> [The records]:
#####
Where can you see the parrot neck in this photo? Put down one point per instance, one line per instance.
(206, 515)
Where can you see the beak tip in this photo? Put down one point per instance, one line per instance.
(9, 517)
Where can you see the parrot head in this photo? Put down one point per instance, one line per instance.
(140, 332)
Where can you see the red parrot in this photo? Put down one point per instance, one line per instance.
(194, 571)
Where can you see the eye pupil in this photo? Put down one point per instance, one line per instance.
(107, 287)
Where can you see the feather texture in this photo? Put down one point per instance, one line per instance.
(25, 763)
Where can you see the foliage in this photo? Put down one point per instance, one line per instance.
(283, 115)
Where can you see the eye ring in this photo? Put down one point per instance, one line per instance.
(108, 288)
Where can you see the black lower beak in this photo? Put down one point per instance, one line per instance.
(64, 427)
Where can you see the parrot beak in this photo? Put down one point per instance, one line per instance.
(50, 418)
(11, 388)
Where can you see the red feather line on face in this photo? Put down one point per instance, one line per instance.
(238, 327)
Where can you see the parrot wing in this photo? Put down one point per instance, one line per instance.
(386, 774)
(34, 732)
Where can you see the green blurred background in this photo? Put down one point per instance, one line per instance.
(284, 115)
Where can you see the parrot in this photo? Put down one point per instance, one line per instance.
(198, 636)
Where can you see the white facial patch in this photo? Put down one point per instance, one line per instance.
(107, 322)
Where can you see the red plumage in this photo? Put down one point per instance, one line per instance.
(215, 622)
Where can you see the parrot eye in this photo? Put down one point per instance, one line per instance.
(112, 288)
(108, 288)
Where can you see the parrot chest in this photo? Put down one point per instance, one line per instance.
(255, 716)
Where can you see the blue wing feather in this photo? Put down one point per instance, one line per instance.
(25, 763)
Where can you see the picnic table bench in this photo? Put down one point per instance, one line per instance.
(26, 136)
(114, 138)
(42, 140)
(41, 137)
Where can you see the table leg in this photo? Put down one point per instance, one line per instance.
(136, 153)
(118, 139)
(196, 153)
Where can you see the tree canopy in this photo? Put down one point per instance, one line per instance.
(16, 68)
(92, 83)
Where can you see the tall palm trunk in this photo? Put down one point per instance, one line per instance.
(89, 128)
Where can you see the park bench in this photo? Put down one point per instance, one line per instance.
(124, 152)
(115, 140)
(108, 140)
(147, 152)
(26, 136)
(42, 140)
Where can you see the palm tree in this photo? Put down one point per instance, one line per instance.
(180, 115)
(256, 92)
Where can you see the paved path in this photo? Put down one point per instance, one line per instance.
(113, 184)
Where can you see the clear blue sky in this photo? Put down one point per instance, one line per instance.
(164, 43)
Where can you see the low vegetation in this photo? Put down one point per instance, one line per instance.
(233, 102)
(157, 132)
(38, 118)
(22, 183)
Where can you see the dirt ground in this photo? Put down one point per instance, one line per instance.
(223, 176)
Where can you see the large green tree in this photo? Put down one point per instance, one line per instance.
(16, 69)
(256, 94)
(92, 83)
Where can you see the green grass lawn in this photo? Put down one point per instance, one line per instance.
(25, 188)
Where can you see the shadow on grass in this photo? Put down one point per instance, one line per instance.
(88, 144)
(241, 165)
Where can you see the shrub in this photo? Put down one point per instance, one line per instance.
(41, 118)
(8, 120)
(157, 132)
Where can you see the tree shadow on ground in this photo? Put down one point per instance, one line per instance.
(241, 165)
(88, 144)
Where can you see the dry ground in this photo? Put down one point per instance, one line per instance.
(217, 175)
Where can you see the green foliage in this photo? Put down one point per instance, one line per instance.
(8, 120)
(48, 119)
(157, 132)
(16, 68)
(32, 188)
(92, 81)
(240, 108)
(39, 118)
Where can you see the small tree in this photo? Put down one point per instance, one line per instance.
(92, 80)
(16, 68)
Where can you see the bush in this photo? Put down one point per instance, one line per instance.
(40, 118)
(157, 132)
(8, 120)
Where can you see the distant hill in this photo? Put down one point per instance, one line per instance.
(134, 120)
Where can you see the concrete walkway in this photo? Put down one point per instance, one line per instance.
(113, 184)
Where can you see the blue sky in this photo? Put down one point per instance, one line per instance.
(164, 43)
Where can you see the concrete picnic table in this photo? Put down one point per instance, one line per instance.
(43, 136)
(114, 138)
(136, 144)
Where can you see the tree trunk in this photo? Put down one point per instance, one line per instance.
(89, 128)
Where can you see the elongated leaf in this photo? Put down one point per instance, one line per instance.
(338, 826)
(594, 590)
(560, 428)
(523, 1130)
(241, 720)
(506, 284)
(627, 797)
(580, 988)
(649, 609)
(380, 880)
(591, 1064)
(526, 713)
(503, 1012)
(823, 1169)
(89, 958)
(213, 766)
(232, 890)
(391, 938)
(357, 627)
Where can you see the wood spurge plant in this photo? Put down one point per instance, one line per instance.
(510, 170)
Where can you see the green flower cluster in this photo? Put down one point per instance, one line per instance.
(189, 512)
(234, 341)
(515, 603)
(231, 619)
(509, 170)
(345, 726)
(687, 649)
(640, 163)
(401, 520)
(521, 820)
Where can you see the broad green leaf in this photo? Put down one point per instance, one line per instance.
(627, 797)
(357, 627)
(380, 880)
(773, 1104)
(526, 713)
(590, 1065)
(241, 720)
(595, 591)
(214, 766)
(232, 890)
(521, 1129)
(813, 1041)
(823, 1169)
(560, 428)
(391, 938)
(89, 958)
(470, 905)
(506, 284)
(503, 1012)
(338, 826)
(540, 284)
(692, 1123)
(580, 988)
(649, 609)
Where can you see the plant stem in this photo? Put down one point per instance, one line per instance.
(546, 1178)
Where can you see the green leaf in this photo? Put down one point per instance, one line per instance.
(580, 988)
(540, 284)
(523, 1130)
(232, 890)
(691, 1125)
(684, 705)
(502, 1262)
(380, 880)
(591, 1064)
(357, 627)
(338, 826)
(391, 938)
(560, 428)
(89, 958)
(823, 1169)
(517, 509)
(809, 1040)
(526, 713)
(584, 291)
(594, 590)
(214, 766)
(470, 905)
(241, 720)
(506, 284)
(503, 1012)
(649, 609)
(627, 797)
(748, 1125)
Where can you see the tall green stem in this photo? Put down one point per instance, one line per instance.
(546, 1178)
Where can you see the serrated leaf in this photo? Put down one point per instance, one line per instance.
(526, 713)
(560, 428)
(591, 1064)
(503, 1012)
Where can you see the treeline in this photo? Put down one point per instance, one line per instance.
#####
> [Task statement]: Every line of the records above needs to be given again exactly.

> [Reply to the task]:
Where can you see the parrot neck in this photo? Put down one point per instance, one line per instance.
(206, 515)
Where can you see the beak tip in this photo? Put down one point per instance, one line per instance.
(9, 517)
Where can you see the parrot head in this photo? Put down one point per instance, one line per instance.
(140, 332)
Where can you see the red parrot in this photo? Put down one point per instance, one line per instance.
(194, 571)
Where can you see the eye pupil in this photo? Put down one point per instance, one line per instance.
(107, 287)
Where can you see the feather texture in this photo? Put down one point per instance, one line per instance.
(25, 763)
Where can you see the foliage in this photo? Put down one point per instance, one line per instance.
(283, 115)
Where can you see the eye ring in this photo? Put down one point per instance, one line per instance.
(108, 288)
Where can you see the black lower beak in this photo? Put down one point per instance, one line per instance.
(64, 427)
Where can you see the parrot beak in this photo? Put down one point per instance, one line per instance.
(50, 418)
(11, 388)
Where can you see the red feather line on face in this photo? Put down one point per instance, one line per instance.
(238, 327)
Where can you see the parrot wing in this photo? Put down one point per instance, one line per instance.
(386, 774)
(34, 732)
Where can you see the green blurred background in this photo? Put down one point per instance, one line per instance.
(284, 115)
Where can you see the parrot in this photo? Put down one point per instance, one line per instance.
(198, 636)
Where can you see the white facial patch in this photo? Put down one point per instance, one line per instance.
(107, 322)
Where can you see the red plumage in this photo? Put down one point per instance, one line per instance.
(215, 622)
Where can you see the parrot eye in this photo? Put down one point per instance, one line per instance.
(112, 288)
(108, 288)
Where can you see the parrot chest in this photo? Put down one point per instance, one line per instance.
(255, 716)
Where can you see the blue wing feather in this photo? Put down one point per instance, one line per instance.
(25, 763)
Where can you see the picnic table bench in this photo? Put down one point per instance, one line per instance.
(26, 136)
(114, 138)
(42, 140)
(41, 137)
Where can you see the table leg in this photo? Put down one point per instance, one line per instance.
(136, 153)
(118, 139)
(196, 153)
Where can you see the tree canopy in this photo? Put down one point per instance, one line per instance.
(16, 68)
(92, 83)
Where can you see the tall palm trunk in this photo? Put down one point per instance, one line per instance.
(89, 128)
Where can you see the park bench in this photo? Put down one point per instance, one line per instance.
(124, 152)
(115, 140)
(108, 140)
(147, 152)
(26, 136)
(42, 140)
Where can you see the palm tree in this photo? Put down one point per instance, one line per instance.
(180, 115)
(256, 92)
Where can you see the paved path in this photo? Put down one point per instance, one line per instance.
(113, 184)
Where can you see the clear blue sky in this photo? Put down one point per instance, one line per instance.
(164, 43)
Where can you see the low vegetation in this photo? Put down one point per instance, one line per instance.
(233, 102)
(157, 132)
(38, 118)
(22, 183)
Where can you see the dirt ground in this photo? Put down one point per instance, one line per instance.
(223, 176)
Where can you see the large green tree in this photo? Put down one point per instance, one line per instance.
(16, 69)
(256, 94)
(92, 83)
Where can you see the green grass lawn in this photo? Put down one point per instance, one line per instance.
(25, 188)
Where can you see the shadow on grass in this photo? Put down one point per instance, one line per instance.
(88, 144)
(241, 165)
Where can you see the shrub in this photo? Put down one point per instance, one line per instance.
(41, 118)
(8, 120)
(157, 132)
Where can you see the tree shadow on ground in this photo? Put down one point per instance, one line per instance.
(241, 165)
(88, 144)
Where can you see the dry ground in this photo? Put down one point per instance, one line per instance.
(217, 175)
Where can you see the green foliage in this photo? Put down one point per instance, one line per instance.
(8, 120)
(48, 119)
(157, 132)
(16, 68)
(32, 188)
(92, 81)
(240, 108)
(39, 118)
Where can you see the small tree in this photo? Put down one point per instance, one line per instance.
(92, 80)
(16, 68)
Where can you see the bush in this photo? Put down one point per instance, one line per instance.
(40, 118)
(157, 132)
(8, 120)
Where can you see the distant hill in this photo? Put down one point per instance, one line per instance.
(134, 120)
Where can you see the concrete walkway in this photo? Put down one point per instance, one line per instance.
(113, 184)
Where can you see the blue sky in this photo? Put down one point per instance, one line per instance.
(164, 43)
Where can you see the concrete picnic table in this photo? Put down one point per instance, one line per instance.
(43, 136)
(114, 138)
(136, 144)
Where can you see the tree trunk in this photo? Put down one point per instance, one line per instance.
(89, 128)
Where can you see the elongated leaf in this photo? Put down one point per instance, one line per instance.
(338, 826)
(594, 590)
(560, 428)
(523, 1130)
(241, 720)
(506, 284)
(627, 797)
(580, 988)
(649, 609)
(380, 880)
(591, 1064)
(526, 713)
(503, 1012)
(823, 1169)
(89, 958)
(213, 766)
(232, 890)
(391, 938)
(357, 627)
Where can you see the wood spurge plant in this photo? Put down one point per instance, one line per instance.
(510, 170)
Where can you see the green flower cluster in this photo? Put down one point per instance, one line per instance.
(189, 512)
(234, 341)
(515, 603)
(231, 619)
(509, 170)
(345, 726)
(687, 649)
(640, 163)
(401, 520)
(521, 820)
Where can you see the broad green leaf in this photo? Put down one point per instance, one line per instance.
(627, 797)
(357, 627)
(380, 880)
(773, 1104)
(526, 713)
(590, 1065)
(241, 720)
(595, 591)
(214, 766)
(232, 890)
(521, 1129)
(813, 1041)
(823, 1169)
(560, 428)
(391, 938)
(89, 958)
(470, 905)
(506, 284)
(503, 1012)
(338, 826)
(540, 284)
(692, 1123)
(580, 988)
(649, 609)
Where can you see the plant stem in this photo? Put down one point per instance, one line per instance.
(546, 1178)
Where can you see the green leaf in this photo? Put down one point per instance, one line per instance.
(580, 988)
(540, 284)
(523, 1130)
(232, 890)
(691, 1125)
(684, 705)
(502, 1262)
(380, 880)
(591, 1064)
(357, 627)
(338, 826)
(391, 938)
(560, 428)
(89, 958)
(823, 1169)
(517, 509)
(809, 1040)
(526, 713)
(584, 291)
(594, 590)
(214, 766)
(470, 905)
(241, 720)
(506, 284)
(503, 1012)
(649, 609)
(627, 797)
(748, 1125)
Where can you see the tall green stem in this photo? Put down one point per instance, one line per instance.
(546, 1178)
Where can you see the serrated leaf in this photo? Put down one point per instance, one line per instance.
(526, 713)
(560, 428)
(591, 1064)
(503, 1012)
Where can you see the treeline in this photo? Put down one point per instance, one line per instance.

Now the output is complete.